Excerpts from a point labeling dataset:
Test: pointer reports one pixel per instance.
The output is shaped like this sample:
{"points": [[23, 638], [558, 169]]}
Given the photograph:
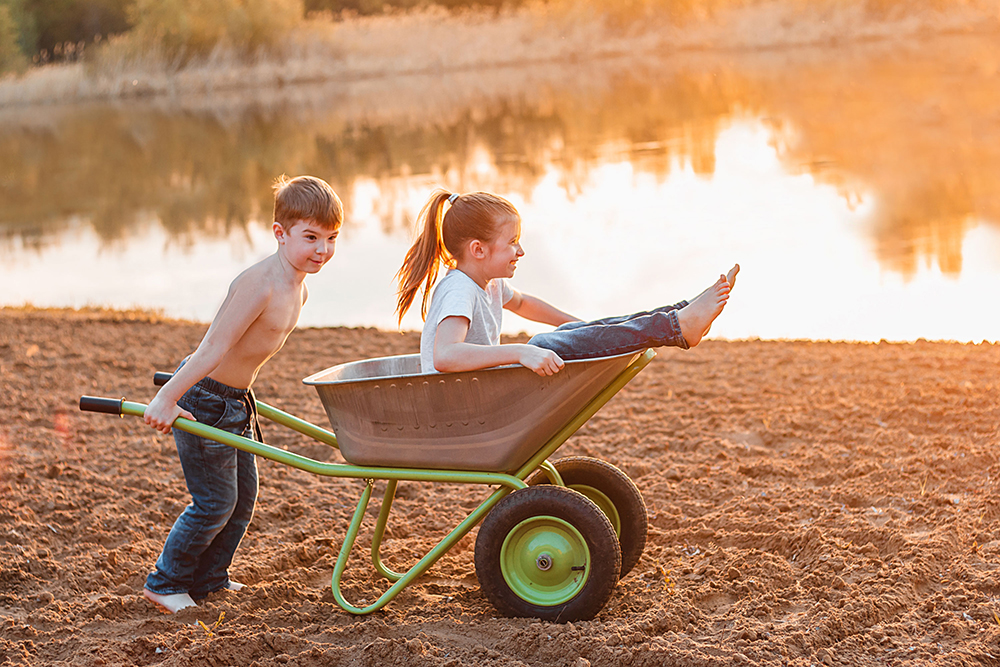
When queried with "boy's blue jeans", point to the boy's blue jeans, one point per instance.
{"points": [[222, 481], [615, 335]]}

| TASK DIRECTIONS |
Repeat the lines above verbatim, leaving out the picture.

| OUTPUT OF THE EXERCISE |
Test: pointer reports one pixel per instance.
The output is shaped like this sample:
{"points": [[23, 638], [558, 169]]}
Given the photograph:
When queried with "boy's blue jeans", point to the boy's blue jeans, one point per instance.
{"points": [[222, 481], [615, 335]]}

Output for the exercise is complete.